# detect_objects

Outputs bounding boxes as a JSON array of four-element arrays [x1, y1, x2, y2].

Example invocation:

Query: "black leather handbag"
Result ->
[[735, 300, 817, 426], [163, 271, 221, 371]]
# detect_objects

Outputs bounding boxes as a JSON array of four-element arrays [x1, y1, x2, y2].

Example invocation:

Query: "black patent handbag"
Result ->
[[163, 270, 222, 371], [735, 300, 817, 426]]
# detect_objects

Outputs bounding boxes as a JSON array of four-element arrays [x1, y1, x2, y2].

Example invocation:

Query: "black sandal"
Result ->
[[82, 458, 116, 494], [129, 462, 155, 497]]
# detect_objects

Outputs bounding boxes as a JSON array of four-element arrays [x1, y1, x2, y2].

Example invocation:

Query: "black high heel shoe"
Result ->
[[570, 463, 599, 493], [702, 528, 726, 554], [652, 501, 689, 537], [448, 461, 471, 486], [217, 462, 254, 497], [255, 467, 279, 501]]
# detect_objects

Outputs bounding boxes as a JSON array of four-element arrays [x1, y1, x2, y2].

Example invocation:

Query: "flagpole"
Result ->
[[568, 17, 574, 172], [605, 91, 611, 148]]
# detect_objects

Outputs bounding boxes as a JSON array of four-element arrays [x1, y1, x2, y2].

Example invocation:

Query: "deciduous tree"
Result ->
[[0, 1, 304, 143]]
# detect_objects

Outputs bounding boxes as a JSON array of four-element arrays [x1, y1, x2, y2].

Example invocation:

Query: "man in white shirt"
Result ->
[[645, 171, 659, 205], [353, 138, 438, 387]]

_Exercise requirements_
Going through the listing above, tally the lines that contain the word "handbag" and state the total alone.

_Completed exercise_
2